▶ **WORK REQUIRED**: Filter this material down to the lines that hold "cliff", copying each one.

----- DATA IN THIS EXERCISE -----

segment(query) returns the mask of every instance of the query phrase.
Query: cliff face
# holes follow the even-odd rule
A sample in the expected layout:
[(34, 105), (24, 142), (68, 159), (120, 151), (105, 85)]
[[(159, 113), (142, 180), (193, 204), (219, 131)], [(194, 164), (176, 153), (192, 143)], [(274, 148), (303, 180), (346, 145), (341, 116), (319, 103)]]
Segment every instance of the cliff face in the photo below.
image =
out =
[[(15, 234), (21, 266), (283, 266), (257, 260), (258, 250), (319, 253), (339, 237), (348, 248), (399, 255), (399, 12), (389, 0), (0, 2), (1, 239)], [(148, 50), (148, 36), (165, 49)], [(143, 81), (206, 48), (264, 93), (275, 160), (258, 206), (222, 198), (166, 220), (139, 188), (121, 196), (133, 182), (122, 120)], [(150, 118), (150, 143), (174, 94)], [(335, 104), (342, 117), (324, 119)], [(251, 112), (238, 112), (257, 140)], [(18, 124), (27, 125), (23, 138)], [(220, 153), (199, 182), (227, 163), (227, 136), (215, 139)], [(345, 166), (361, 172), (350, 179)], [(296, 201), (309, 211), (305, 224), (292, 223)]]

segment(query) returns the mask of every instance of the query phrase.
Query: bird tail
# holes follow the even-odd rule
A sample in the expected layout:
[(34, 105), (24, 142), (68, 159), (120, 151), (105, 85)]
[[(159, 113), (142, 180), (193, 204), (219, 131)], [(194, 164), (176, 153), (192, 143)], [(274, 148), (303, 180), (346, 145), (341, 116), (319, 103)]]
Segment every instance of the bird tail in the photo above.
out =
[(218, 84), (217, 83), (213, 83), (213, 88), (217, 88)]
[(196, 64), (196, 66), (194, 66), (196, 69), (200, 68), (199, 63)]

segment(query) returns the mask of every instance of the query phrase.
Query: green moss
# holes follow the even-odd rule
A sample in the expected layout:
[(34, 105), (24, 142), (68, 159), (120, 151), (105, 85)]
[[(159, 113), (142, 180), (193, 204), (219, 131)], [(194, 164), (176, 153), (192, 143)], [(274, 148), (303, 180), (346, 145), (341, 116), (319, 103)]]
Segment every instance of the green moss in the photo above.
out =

-----

▶ **TASK OUTPUT**:
Query: cliff face
Segment every instance of the cliff face in the photo below.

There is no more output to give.